• **Brano scelto**
Ha un seguito il progetto progressivo – avanguardista di Kevin Moore e Jim Matheos, già presenti sul mercato qualche anno fa con un primo, omonimo, album della loro multiforme creatura intitolato semplicemente O.S.I., acronimo di “Office Of Strategic Influence”.

I puristi e gli amanti della tradizione saranno già fuggiti su altre pagine e ad altri argomenti: anche questa volta infatti, come già nel primo platter, siamo alle prese con una concezione musicale di “confine”, che difficilmente si incatena ad una prospettiva univoca o facilmente interpretabile, a tutto vantaggio di una modalità di espressione che lascia libero spazio alla creatività degli artisti ed al loro modo di comunicare.

• **Voci del dataset**
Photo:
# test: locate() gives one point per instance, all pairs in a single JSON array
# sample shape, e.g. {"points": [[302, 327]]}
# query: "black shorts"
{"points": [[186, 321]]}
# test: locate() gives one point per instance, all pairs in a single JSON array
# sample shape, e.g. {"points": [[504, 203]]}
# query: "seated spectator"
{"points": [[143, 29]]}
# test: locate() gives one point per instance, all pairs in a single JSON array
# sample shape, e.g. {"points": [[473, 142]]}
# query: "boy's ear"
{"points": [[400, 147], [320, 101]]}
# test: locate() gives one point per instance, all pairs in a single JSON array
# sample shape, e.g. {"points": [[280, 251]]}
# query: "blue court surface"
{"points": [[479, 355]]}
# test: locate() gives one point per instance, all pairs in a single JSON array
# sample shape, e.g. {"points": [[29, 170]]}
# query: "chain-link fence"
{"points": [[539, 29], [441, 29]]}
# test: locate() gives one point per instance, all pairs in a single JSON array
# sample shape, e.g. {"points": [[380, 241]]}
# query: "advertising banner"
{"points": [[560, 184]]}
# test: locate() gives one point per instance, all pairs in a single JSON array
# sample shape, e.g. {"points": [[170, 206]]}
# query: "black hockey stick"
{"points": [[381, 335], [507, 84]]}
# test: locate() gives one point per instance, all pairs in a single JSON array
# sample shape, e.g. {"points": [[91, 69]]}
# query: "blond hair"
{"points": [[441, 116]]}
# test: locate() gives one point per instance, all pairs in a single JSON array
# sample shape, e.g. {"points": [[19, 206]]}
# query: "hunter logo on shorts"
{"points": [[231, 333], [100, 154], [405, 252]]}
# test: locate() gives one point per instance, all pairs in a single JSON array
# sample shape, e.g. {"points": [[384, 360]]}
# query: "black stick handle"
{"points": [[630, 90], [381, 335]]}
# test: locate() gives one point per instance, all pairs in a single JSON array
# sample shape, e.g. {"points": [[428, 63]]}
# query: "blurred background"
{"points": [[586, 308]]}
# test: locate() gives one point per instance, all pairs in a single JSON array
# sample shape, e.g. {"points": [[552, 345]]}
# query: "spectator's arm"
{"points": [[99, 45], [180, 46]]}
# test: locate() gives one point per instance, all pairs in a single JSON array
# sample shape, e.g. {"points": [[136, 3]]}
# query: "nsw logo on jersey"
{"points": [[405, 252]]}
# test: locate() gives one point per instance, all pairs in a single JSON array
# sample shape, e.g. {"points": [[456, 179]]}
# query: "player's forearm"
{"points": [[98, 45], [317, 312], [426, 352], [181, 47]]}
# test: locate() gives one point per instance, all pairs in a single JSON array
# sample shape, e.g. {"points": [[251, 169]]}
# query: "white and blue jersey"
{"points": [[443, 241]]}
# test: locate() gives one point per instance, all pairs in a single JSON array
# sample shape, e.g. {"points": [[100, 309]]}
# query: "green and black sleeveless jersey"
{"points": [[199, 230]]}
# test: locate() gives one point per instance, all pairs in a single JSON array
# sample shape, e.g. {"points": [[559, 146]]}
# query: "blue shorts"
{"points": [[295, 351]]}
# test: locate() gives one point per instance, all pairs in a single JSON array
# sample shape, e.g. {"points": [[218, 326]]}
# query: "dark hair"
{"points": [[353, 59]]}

• **I tuoi compiti**
1/ Rispondi a queste domande sulla recensione degli O.S.I.:
(a) Quali due musicisti guidano il progetto?
(b) Per che cosa sta l'acronimo O.S.I.?
(c) Chi, secondo la recensione, sarà già fuggito su altre pagine e ad altri argomenti?
2/ Riprendi la recensione degli O.S.I. subito dopo la sua ultima frase.

• **Risposte per compito**
1/
(a) Kevin Moore e Jim Matheos.
(b) "Office Of Strategic Influence".
(c) I puristi e gli amanti della tradizione.

2/
L’entità chiamata O.S.I. deriva in effetti da due personaggi particolarmente singolari, che mai hanno permesso alla forma “musica” di prendere il sopravvento sul loro estro, conducendoli a manifestazioni troppo “commerciali” o prive di personalità. Kevin Moore, è ai più noto per essere stato sino al 1994 il tastierista della più famosa heavy – prog (o come vogliate chiamarla) band presente oggigiorno sul pianeta, i Dream Theater, abbandonata senza alcun rimorso l’indomani del successo planetario di “Awake” per seguire le proprie “voglie” sperimentali, sfociate dapprima nelle soluzioni ambient dei Chroma Key e quindi nei qui presenti O.S.I., passando per recenti comparizioni in forza ai “cugini” Fates Warning.
Dai Fates Warning giust’appunto chiamati in causa proviene invece Jim Matheos, l’altro deus ex machina del combo, una vita spesa al servizio del genere progressivo – metallico più ricercato ed intransigente.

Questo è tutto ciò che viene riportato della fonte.